MATERIAL FOR THE TASK:
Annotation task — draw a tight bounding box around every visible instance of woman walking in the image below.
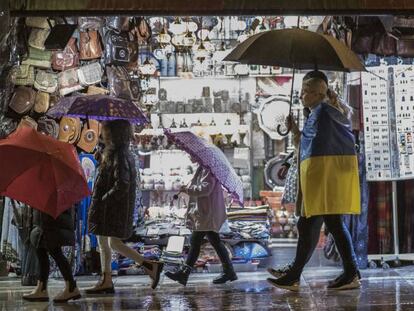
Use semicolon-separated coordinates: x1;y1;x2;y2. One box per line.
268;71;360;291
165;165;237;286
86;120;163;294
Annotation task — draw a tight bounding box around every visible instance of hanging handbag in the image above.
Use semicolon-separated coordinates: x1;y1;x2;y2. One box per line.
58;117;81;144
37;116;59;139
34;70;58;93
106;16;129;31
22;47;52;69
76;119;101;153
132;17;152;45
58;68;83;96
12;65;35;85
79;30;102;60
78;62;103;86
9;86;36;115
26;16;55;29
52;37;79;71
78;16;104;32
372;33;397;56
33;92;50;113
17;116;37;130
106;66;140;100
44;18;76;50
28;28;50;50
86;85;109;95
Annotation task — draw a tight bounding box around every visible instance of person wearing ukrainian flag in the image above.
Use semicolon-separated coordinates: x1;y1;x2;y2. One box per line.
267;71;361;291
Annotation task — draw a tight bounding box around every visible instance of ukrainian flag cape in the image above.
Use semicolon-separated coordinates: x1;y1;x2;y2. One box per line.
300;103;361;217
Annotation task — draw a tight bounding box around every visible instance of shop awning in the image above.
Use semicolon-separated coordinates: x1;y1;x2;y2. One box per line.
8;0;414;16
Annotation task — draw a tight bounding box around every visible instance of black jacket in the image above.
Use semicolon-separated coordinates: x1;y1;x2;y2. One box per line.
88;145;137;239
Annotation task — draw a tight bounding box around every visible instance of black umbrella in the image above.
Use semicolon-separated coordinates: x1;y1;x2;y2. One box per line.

WHAT IS REQUIRED: Rewrite all the entries above, replacing "tight" with "snug" and changing nothing else. Leave the pictures out of your version.

REPLY TO THE TASK:
Annotation task — draw a snug bounding box around every visible instance of woman walking in the image below.
Use semicolon-separated coordinates: x1;y1;x2;y2. One box per line.
268;71;360;291
165;165;237;286
86;120;163;294
Annotation task — draw a snug bounding box around every visible instance of hanging handbag in the image above.
Use semicolon-separated coordinates: x1;y1;x2;y2. One box per line.
58;117;81;144
37;116;59;139
34;70;58;93
106;16;129;31
22;47;52;69
76;119;101;153
132;17;152;45
58;68;83;96
12;65;35;85
79;30;102;60
78;62;103;86
9;86;36;115
26;16;55;29
52;37;79;71
78;16;104;32
372;33;397;56
33;92;50;113
17;116;37;130
106;66;140;100
44;18;76;50
28;28;50;50
86;85;109;95
Annotation task — draw a snug bounding box around every visible instance of person wearing ukrainian flag in the image above.
Use semicolon-separated coordinates: x1;y1;x2;y2. One box per line.
267;71;361;291
Annotation task — draw a snug bounding box around every visible instance of ukrainian flag cape in the image above.
Use semicolon-separated coordinates: x1;y1;x2;y2. One box per line.
300;103;361;217
Annotation task — draw a snug bounding box around every visible instance of shop awning in the image above.
Use semicolon-separated coordinates: x1;y1;x2;y2. One box per line.
8;0;414;16
Annotation task — draw a snug bounding box around every visible instance of black jacket in the image above.
Use semicolon-separated coordinates: x1;y1;x2;y2. One box per line.
88;145;137;239
Annotation task — draw a snug bounding box around every visible instance of black umbrella in the image above.
Use semicolon-separated coordinates: x1;y1;x2;y2. One box per line.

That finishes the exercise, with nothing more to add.